STORED DATA:
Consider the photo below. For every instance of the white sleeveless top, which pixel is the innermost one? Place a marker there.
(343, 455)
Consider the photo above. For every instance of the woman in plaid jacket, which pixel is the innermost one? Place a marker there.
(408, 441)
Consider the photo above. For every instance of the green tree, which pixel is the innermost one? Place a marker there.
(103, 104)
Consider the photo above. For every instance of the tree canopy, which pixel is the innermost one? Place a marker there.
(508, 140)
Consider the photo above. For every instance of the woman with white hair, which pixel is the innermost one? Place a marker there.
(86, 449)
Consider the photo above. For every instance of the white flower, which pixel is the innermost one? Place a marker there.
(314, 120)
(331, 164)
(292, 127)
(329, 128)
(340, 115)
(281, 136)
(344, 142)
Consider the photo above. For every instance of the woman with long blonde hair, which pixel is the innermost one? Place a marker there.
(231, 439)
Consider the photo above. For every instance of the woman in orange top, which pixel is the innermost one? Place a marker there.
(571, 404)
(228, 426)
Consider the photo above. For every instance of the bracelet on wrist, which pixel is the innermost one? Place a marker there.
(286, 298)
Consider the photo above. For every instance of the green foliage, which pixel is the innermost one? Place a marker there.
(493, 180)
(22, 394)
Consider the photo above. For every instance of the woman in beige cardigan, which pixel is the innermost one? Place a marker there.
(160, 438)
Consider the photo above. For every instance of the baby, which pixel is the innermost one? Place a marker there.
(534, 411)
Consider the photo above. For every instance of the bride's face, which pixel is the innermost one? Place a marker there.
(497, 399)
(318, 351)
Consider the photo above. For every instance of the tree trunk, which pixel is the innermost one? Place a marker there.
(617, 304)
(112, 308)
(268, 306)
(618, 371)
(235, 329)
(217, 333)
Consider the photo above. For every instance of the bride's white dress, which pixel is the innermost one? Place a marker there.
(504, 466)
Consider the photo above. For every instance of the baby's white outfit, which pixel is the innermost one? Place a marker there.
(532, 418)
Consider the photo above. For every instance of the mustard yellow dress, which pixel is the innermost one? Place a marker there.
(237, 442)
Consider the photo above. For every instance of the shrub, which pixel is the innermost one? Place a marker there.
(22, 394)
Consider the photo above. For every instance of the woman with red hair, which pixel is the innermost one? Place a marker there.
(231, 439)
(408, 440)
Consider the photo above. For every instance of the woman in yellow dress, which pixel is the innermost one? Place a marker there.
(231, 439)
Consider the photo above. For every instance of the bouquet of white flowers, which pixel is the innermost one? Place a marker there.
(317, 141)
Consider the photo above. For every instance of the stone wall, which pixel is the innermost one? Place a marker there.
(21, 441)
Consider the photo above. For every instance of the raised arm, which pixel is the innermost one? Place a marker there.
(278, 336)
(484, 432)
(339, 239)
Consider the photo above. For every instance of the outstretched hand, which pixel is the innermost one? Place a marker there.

GIVEN PROBLEM: Please rewrite all of the material above as a Markdown table with two columns, Row and Text, numbering each line and leaving out blank lines.

IN RESPONSE:
| Row | Text |
|---|---|
| 1 | Consider the photo below. For every instance of the white sleeveless top, which pixel is the innermost one? Place a marker there. |
| 2 | (343, 455) |
| 3 | Consider the photo above. For every instance of the woman in plaid jacket, which pixel is the innermost one? Place a marker there. |
| 4 | (408, 441) |
| 5 | Consider the photo above. For every instance of the green tree, which pixel is the innermost one? Place a marker there. |
| 6 | (103, 104) |
| 7 | Consider the photo above. For every instance of the tree canopy, which pixel is the innermost one? Place a marker there. |
| 8 | (508, 140) |
| 9 | Consider the photo above. For every instance of the woman with white hair, which pixel is the innermost one? Place a marker there. |
| 10 | (86, 449) |
| 11 | Consider the photo above. For every instance of the white flower, which pixel is the innermost one? Place a marker there. |
| 12 | (314, 120) |
| 13 | (331, 164) |
| 14 | (292, 127) |
| 15 | (329, 128) |
| 16 | (340, 115) |
| 17 | (281, 136) |
| 18 | (344, 142) |
| 19 | Consider the photo above. For every instance of the woman with long blonde hair, which pixel is the innermost one? Place a marker there. |
| 20 | (231, 439) |
| 21 | Consider the photo above. For every instance of the woman in orange top, which pixel is the innermost one? Place a marker there. |
| 22 | (571, 404) |
| 23 | (228, 426) |
| 24 | Consider the photo above. For every instance of the bracelet on wrist, which pixel is the innermost one? Place a marker there. |
| 25 | (286, 298) |
| 26 | Consider the photo above. For every instance of the green foliage, which pixel is the innermost one? Place a marker there. |
| 27 | (493, 180) |
| 28 | (22, 394) |
| 29 | Consider the photo above. For every instance of the woman in beige cardigan, which pixel is the innermost one? Place a marker there. |
| 30 | (160, 438) |
| 31 | Consider the photo above. For every instance of the baby, which pixel is the innermost one? Place a marker there. |
| 32 | (534, 411) |
| 33 | Consider the photo above. For every instance of the bride's face, which pixel is the innermost one? Place a marker there. |
| 34 | (497, 399) |
| 35 | (318, 351) |
| 36 | Consider the photo above. For every instance of the tree trunk, which pixel is the innermost one? Place a marker there. |
| 37 | (617, 304) |
| 38 | (112, 308) |
| 39 | (268, 306) |
| 40 | (618, 371) |
| 41 | (235, 329) |
| 42 | (217, 333) |
| 43 | Consider the photo above. For every instance of the bride's white dress, which pixel is the innermost one? Place a marker there. |
| 44 | (504, 466) |
| 45 | Consider the photo above. For every instance of the baby's white outfit, which pixel is the innermost one? Place a marker there. |
| 46 | (532, 418) |
| 47 | Consider the photo above. For every instance of the mustard yellow dress, which pixel is the innermost one? Place a marker there. |
| 48 | (237, 442) |
| 49 | Consider the photo above. For every instance of the shrub, which pixel is the innermost one? Place a marker there. |
| 50 | (22, 394) |
| 51 | Consider the photo above. For every instance of the woman with red hair, which pixel is the innermost one? Place a marker there. |
| 52 | (231, 439) |
| 53 | (408, 440) |
| 54 | Consider the photo above. For every instance of the woman in yellow dress, which pixel is the innermost one? Place a marker there. |
| 55 | (231, 439) |
| 56 | Consider the photo above. For every instance of the bouquet of white flowers, which pixel is the innermost one? Place a marker there. |
| 57 | (317, 141) |
| 58 | Consider the photo above. For every instance of the stone wall, which pixel is the innermost one? Place a marker there. |
| 59 | (21, 441) |
| 60 | Consider the photo above. For every instance of the raised arm, which pixel is the innermost one? Place a marker there. |
| 61 | (278, 336) |
| 62 | (484, 432) |
| 63 | (339, 239) |
| 64 | Consider the photo above. For every instance of the outstretched hand, which pixel is the innermost one? Place a marker there. |